┏━━
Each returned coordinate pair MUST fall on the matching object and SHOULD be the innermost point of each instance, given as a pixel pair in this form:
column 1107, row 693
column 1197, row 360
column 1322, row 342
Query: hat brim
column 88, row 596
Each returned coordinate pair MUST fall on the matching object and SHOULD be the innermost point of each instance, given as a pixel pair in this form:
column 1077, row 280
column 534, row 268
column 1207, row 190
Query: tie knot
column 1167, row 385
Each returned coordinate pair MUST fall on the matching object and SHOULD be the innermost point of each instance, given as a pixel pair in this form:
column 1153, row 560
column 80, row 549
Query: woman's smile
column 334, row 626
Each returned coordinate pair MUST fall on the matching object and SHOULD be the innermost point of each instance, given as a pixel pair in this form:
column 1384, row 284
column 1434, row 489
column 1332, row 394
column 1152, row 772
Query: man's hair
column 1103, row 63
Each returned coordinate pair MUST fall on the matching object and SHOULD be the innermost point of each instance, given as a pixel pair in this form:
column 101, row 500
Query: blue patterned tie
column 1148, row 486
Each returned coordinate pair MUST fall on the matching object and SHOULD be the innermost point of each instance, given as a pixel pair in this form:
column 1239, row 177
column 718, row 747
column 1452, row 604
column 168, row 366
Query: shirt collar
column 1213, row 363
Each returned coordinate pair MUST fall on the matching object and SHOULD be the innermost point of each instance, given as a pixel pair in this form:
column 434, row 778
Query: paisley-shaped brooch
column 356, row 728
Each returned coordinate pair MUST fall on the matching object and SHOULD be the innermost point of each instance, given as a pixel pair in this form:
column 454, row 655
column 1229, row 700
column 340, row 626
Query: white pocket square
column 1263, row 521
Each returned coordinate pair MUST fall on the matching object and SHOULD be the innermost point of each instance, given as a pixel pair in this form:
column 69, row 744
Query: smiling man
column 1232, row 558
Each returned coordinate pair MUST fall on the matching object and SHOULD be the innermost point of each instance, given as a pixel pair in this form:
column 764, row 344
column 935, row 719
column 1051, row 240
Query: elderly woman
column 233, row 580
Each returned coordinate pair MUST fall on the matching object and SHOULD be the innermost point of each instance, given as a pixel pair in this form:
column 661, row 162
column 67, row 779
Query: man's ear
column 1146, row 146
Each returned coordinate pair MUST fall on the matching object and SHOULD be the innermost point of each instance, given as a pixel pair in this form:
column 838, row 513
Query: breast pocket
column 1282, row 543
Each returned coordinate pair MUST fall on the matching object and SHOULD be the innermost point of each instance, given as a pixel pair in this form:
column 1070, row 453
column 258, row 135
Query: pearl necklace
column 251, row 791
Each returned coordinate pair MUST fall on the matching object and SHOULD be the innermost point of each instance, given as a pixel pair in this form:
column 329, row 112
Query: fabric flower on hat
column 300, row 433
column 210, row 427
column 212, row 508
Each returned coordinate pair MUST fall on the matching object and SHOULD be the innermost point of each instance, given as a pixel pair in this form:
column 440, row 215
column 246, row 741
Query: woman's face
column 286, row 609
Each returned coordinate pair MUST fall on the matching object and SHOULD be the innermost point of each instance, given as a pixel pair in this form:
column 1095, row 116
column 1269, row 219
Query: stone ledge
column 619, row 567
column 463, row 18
┗━━
WHAT THE TASK REQUIRES: From the entries above, print the lines beginning at the one with "column 1229, row 700" and stopping after the one with "column 1051, row 240", exactly as written and with nothing else.

ANSWER SECTION:
column 1229, row 700
column 340, row 626
Query: white pocket square
column 1263, row 521
Each returned coordinate pair MUST fall on the matching object and SHOULD be the innermost point of each instance, given as a pixel pair in this form:
column 69, row 744
Query: smiling man
column 1232, row 558
Each returned coordinate pair MUST fall on the matching object and SHOULD be the innermost point of each instance, given as a pixel pair in this form:
column 764, row 344
column 935, row 719
column 1051, row 240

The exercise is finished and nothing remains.